Raw records:
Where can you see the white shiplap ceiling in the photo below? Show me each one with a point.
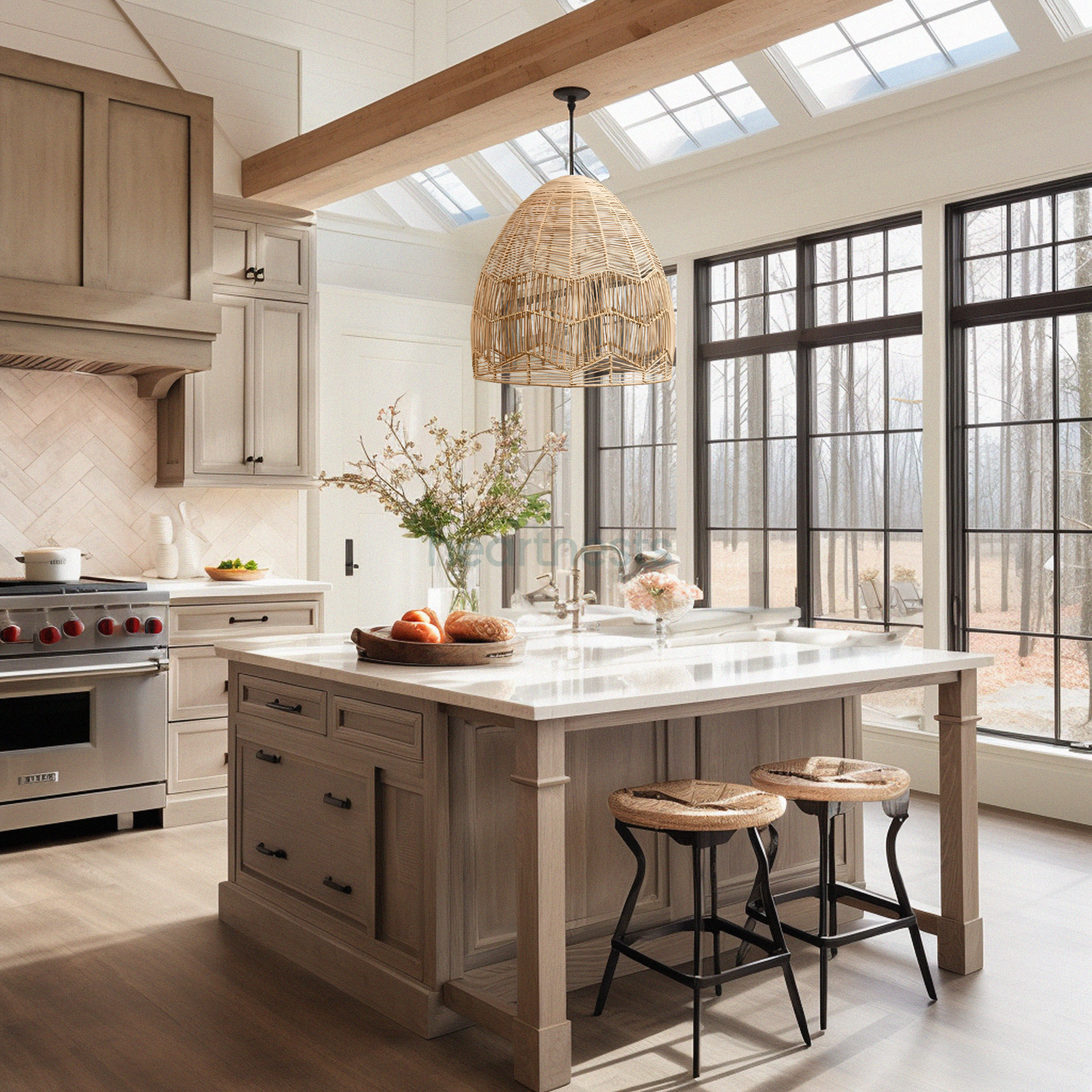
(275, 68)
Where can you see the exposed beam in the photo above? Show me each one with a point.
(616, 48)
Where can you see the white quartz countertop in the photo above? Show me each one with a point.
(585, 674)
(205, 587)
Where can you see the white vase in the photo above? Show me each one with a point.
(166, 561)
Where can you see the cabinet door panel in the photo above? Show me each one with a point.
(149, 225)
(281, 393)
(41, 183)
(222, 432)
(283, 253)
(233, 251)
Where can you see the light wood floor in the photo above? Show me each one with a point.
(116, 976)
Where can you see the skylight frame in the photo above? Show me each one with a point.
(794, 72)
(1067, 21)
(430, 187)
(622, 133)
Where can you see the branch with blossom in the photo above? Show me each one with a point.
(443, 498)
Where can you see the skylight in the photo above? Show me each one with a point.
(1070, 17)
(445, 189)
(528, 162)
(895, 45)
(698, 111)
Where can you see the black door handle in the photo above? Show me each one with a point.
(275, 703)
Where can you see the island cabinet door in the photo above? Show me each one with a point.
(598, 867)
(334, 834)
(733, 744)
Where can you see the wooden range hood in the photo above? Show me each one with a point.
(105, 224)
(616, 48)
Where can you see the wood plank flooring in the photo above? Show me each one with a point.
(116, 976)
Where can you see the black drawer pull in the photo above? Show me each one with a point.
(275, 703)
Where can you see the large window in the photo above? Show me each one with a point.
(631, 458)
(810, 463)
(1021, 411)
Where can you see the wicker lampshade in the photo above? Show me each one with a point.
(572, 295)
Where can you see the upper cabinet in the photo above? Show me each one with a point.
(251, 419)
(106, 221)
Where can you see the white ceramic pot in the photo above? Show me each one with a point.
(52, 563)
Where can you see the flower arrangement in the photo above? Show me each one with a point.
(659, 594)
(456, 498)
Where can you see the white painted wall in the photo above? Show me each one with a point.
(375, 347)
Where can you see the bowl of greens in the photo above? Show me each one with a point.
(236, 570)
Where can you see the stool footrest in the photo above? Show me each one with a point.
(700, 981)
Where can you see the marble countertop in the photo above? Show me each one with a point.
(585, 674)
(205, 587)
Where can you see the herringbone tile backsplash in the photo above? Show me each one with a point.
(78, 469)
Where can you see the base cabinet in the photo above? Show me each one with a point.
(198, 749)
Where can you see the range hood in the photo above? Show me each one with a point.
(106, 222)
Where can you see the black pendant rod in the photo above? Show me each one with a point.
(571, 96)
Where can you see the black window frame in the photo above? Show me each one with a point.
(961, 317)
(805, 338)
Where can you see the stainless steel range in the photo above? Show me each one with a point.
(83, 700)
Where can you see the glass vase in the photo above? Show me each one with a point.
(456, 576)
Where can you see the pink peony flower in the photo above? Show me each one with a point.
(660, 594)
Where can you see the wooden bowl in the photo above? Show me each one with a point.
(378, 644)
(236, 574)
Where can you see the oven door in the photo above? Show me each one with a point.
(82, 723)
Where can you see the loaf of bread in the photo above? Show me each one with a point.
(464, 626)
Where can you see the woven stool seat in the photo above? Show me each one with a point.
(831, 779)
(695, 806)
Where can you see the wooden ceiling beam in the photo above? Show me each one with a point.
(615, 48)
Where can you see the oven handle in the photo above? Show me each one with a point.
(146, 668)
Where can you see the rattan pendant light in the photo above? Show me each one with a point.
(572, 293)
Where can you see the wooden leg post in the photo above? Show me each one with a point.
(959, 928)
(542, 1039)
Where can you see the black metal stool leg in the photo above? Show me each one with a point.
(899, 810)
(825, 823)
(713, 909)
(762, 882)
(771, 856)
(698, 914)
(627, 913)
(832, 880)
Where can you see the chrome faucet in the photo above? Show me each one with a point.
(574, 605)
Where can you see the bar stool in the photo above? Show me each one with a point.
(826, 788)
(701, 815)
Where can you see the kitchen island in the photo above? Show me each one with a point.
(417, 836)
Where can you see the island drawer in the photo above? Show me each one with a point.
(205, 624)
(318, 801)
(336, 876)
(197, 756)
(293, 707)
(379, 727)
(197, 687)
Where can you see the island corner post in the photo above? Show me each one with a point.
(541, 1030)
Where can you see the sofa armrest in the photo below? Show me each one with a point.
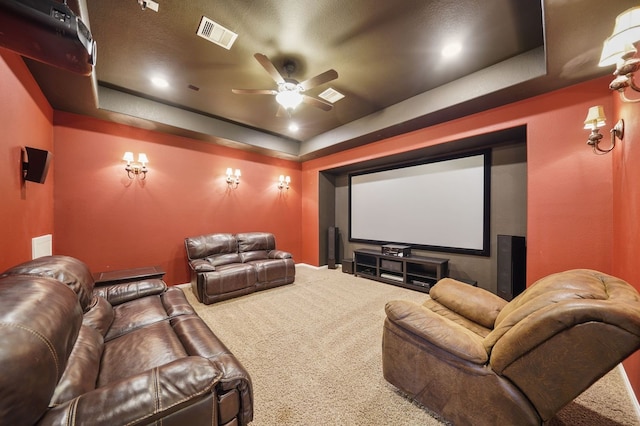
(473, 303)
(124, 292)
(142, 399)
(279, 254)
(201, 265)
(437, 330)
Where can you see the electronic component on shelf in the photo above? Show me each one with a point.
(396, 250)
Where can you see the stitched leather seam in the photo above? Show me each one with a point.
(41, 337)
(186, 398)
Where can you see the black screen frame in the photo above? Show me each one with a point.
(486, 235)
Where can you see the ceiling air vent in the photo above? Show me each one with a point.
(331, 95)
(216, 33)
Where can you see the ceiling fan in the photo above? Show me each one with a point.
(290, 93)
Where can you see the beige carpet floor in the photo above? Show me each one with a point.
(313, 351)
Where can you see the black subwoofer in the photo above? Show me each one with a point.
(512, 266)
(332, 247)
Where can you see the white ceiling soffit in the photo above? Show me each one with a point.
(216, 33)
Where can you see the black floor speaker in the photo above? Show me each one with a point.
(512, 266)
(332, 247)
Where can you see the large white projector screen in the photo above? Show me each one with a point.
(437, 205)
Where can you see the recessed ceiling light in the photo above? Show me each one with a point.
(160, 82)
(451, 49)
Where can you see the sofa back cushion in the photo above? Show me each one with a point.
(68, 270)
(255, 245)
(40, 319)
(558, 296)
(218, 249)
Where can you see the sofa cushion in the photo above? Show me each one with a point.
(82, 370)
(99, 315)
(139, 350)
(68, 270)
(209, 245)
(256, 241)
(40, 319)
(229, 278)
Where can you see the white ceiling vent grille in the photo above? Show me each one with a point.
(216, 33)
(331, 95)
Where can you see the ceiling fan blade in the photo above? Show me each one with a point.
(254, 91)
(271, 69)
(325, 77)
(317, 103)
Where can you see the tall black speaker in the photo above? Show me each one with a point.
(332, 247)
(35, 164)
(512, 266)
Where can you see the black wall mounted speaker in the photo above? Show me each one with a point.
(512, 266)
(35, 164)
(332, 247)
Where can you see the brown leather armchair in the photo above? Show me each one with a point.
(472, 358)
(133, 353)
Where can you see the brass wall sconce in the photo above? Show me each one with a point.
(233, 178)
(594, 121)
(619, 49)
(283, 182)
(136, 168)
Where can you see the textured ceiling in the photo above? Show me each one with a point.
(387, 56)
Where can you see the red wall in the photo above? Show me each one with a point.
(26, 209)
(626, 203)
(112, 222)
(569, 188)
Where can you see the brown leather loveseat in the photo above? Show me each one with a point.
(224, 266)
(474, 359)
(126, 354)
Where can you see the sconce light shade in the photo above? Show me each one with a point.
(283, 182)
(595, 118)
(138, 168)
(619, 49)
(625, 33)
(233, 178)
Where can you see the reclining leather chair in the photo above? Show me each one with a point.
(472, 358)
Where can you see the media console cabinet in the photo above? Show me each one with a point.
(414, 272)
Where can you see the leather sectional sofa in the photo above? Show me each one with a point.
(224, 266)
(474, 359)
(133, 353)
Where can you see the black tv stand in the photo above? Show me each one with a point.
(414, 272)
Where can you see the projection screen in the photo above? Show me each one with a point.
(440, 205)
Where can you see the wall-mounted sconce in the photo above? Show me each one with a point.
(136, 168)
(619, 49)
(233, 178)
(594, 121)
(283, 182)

Given exercise: Return the material exactly as given, apart from the pictures.

Output for this task:
Where can you see the white shiplap ceiling in the photo below? Show me each one with a point.
(275, 68)
Where can you see the exposed beam in the photo above? Show me each one with a point.
(616, 48)
Where can you see the white quartz countertop in the photo above? Show me each one with a point.
(585, 674)
(205, 587)
Where can you see the white vase in the photo above? Show me each one with a point.
(166, 561)
Where can you see the cabinet door panel in the photo above? Show me each one with a point.
(149, 225)
(281, 393)
(41, 183)
(222, 432)
(283, 253)
(233, 251)
Where can you see the light wood floor in the photo above? Show me each one with a point.
(116, 976)
Where can you see the skylight frame in the photo above? Show me each one with a point.
(794, 72)
(1067, 21)
(430, 187)
(622, 133)
Where can you see the branch with blossom in the photo above? Show me each one with a point.
(443, 498)
Where can you see the skylight in the photo above? Show me each one with a point.
(1070, 17)
(445, 189)
(528, 162)
(895, 45)
(698, 111)
Where can you see the black door handle in the photo above? Show me each one with a point.
(275, 703)
Where can you see the island cabinet door in the photo above? Show me each one with a point.
(598, 867)
(334, 834)
(733, 744)
Where can you see the wooden range hood in the photo above? Show me each one with a point.
(105, 224)
(616, 48)
Where can you see the wood plank flooring in the photo above? Show me each one with a point.
(116, 976)
Where can you see the black drawer pull in the photo above? Show me each one with a point.
(275, 703)
Where can you see the large window in the photo above? Show me each one with a point.
(631, 458)
(810, 463)
(1021, 411)
Where can you see the wicker lampshade in the photo above? Show me each one with a point.
(572, 295)
Where can you see the upper cabinet in the photo above? Show me each one with a point.
(251, 419)
(106, 221)
Where can you see the white ceramic pot in the photo above? Show me each one with a point.
(52, 563)
Where can you see the flower arrangement in the photo above? Show me each one with a point.
(659, 594)
(456, 498)
Where can you see the white painted wall in the photo above? Show me each one with a point.
(375, 347)
Where can you see the bowl of greens in the photo above? Show me each one with a point.
(236, 570)
Where can you see the stool footrest in the photo above? Show me each one with a point.
(700, 981)
Where can you see the marble countertop in the photo above? Show me each one with a point.
(585, 674)
(205, 587)
Where can you see the herringbone tile backsplash in the photo above? Show me each one with a point.
(78, 469)
Where can you see the base cabinet in the photo above? Show me each one with a point.
(198, 749)
Where can you see the range hood in the photo above? Show me each one with a point.
(106, 222)
Where can you see the black pendant rod in the photo above? Show me each one with a point.
(571, 96)
Where can you see the black window frame in the photo above? Show me each one with a point.
(961, 317)
(805, 338)
Where can you see the stainless steel range in the photo above? Show me each one with a point.
(83, 700)
Where can you see the glass vase in the photo above? Show me each one with a point.
(456, 576)
Where can you see the pink peony flower in the photo above? Show me each one with a point.
(660, 594)
Where can you see the wooden bowl in the photo above? Show me each one with a point.
(378, 644)
(236, 574)
Where can you see the oven door in the photo above? Show me each one with a point.
(82, 723)
Where can you see the loaf of bread in the photo above? Show me each one with a point.
(464, 626)
Where can you see the woven stool seat in the photo above? Show me each one with a point.
(831, 779)
(695, 806)
Where can you see the wooden ceiling beam in the photo above? Show me each one with a point.
(615, 48)
Where can you see the oven handle in the photo above? Show me each one with a point.
(146, 668)
Where can you see the rattan pendant light in the photo above? Show me each one with a point.
(572, 293)
Where can you see the wooden leg post in the photo above? Show me each one with a point.
(959, 928)
(542, 1039)
Where can you see the black metal stool leg in the photo above? Show me each one with a point.
(899, 810)
(825, 823)
(713, 909)
(762, 882)
(771, 856)
(698, 914)
(627, 913)
(832, 880)
Where can you see the chrome faucet in the photo above? Show me each one with a point.
(574, 605)
Where can you see the bar stool in the photo above? Show me each one with a point.
(826, 788)
(701, 815)
Where can you see the kitchen island in the photo above? Show me each one with a point.
(417, 836)
Where can you see the island drawer in the photo above? Show me each one with a point.
(205, 624)
(318, 801)
(336, 876)
(197, 756)
(293, 707)
(379, 727)
(197, 687)
Where can you see the island corner post in the photo above? Show me each one with a point.
(541, 1030)
Where can you see the sofa armrest in the photo below? Show me each one with a point.
(473, 303)
(124, 292)
(142, 399)
(279, 254)
(201, 265)
(437, 330)
Where can you see the electronic component on shelf in the photo above? Show me each one with a point.
(396, 250)
Where can you see the stitched leather seam in the photo above? Show me each one with a point.
(41, 337)
(186, 398)
Where can you see the black screen frame in the photo above? Show me each one with a point.
(486, 235)
Where can you see the ceiling air vent in the photo above? Show me each one with a point.
(331, 95)
(216, 33)
Where can you see the ceiling fan in the photo above? Show me each one with a point.
(290, 93)
Where can you see the beige carpet floor in the photo above? Show me each one with a point.
(313, 351)
Where can you see the black subwoofer in the photo above? Show me each one with a point.
(512, 266)
(332, 247)
Where can you see the white ceiling soffit in the photo above? Show me each one with a point.
(216, 33)
Where can you see the black floor speaker in the photo above? Show me each one with a point.
(512, 266)
(332, 247)
Where can you see the large white projector screen in the photo above? Show me each one with a point.
(437, 205)
Where can you see the recessed ceiling light in the photo above? Show me each one with a point.
(160, 82)
(451, 49)
Where can you see the sofa back cushion in the photo above? Show me each one with a point.
(68, 270)
(255, 245)
(40, 319)
(558, 296)
(218, 249)
Where can you see the sofa cushion in the photo above? Show me each one with a point.
(82, 370)
(99, 315)
(139, 350)
(68, 270)
(209, 245)
(256, 241)
(40, 319)
(229, 278)
Where can you see the white ceiling vent grille in the photo above? Show me each one with a point.
(216, 33)
(331, 95)
Where can you see the ceiling fan blade in the photo above? Show me each one with a point.
(254, 91)
(271, 69)
(325, 77)
(317, 103)
Where can you see the tall black speaker in the photo above? Show me each one with a point.
(332, 247)
(35, 164)
(512, 266)
Where can you see the black wall mounted speaker in the photo above? Show me each one with a point.
(512, 266)
(35, 164)
(332, 247)
Where can you see the brown leather armchair in the photo above? Show me each one with a point.
(472, 358)
(133, 353)
Where can you see the brass wall sconce in the photo above? Show me each one with a point.
(233, 178)
(594, 121)
(619, 49)
(283, 182)
(136, 168)
Where can you see the textured ceiling in the photo above? Show me each one with a point.
(387, 56)
Where can you see the red wall in the photo above? Show me each one with a point.
(26, 209)
(626, 203)
(112, 222)
(569, 188)
Where can you see the brown leather loveseat in the photo above? Show me each one with a point.
(224, 266)
(474, 359)
(126, 354)
Where can you see the sconce light shade in the photo above? Show me each one with a point.
(283, 182)
(595, 118)
(138, 168)
(619, 49)
(625, 33)
(233, 178)
Where can you see the reclining leather chair in the photo above? Show me each one with a point.
(472, 358)
Where can you see the media console cabinet in the photo above? Show me each one with a point.
(414, 272)
Where can you see the leather sectional sofa in the photo above? Show me each one with a point.
(224, 266)
(474, 359)
(133, 353)
Where can you see the black tv stand in the photo above? Show me each one with a point.
(414, 272)
Where can you see the projection screen in the photo above? Show me each one with a point.
(440, 205)
Where can you see the wall-mounted sconce in the photo above? Show me each one with a point.
(136, 168)
(619, 49)
(233, 178)
(594, 121)
(283, 182)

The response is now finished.